### SELECTED EXCERPT
——————
Comparing the Bryn Mawr School for Women Workers and the Southern Summer School for Women Workers

Mitchell contrasts his experiences as an instructor at the Summer School for Women Workers at Bryn Mawr College in Pennsylvania during the early 1920s with those at the Southern Summer School for Women Workers at Sweet Briar College in Virginia during the late 1920s. Mitchell recalls that at Bryn Mawr, the students came from a more diverse labor pool. In addition, many of the women workers who came already had experience in unionization. In general, they were more oriented around labor activism and the focus tended to be national in scope. In contrast, the women at the Southern School were almost entirely from factory backgrounds. Few had experience with organized labor and, as a result, curriculum was different in scope. In addition, the Southern Summer School focused more on regional labor issues.

Citing this Excerpt

Oral History Interview with Broadus Mitchell, August 14 and 15, 1977. Interview B-0024. Southern Oral History Program Collection (#4007) in the Southern Oral History Program Collection, Southern Historical Collection, Wilson Library, University of North Carolina at Chapel Hill.

Full Text of the Excerpt

Since you had been at Bryn Mawr and then came down to the Southern School, how would you compare the two?
——————
### GIVEN MATERIAL
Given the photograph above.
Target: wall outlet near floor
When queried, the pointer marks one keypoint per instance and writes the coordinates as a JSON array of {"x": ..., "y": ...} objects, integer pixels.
——————
### TASKS TO PERFORM
A: For each statement, say whether the excerpt on the two summer schools supports it, answering yes or no and quoting the words that decide it. (i) Many of the women who attended at Bryn Mawr already had union experience. (ii) The Southern Summer School for Women Workers was held at Bryn Mawr College. (iii) The Southern Summer School concentrated more on national labor issues.
B: Copy the excerpt on the two summer schools word for word, from "Oral History Interview" to "at Chapel Hill.".
Nothing in the data is needed here.

### THE SOLUTIONS
A:
(i) Yes: "many of the women workers who came already had experience in unionization."
(ii) No: "the Southern Summer School for Women Workers at Sweet Briar College in Virginia"
(iii) No: "the Southern Summer School focused more on regional labor issues."

B:
Oral History Interview with Broadus Mitchell, August 14 and 15, 1977. Interview B-0024. Southern Oral History Program Collection (#4007) in the Southern Oral History Program Collection, Southern Historical Collection, Wilson Library, University of North Carolina at Chapel Hill.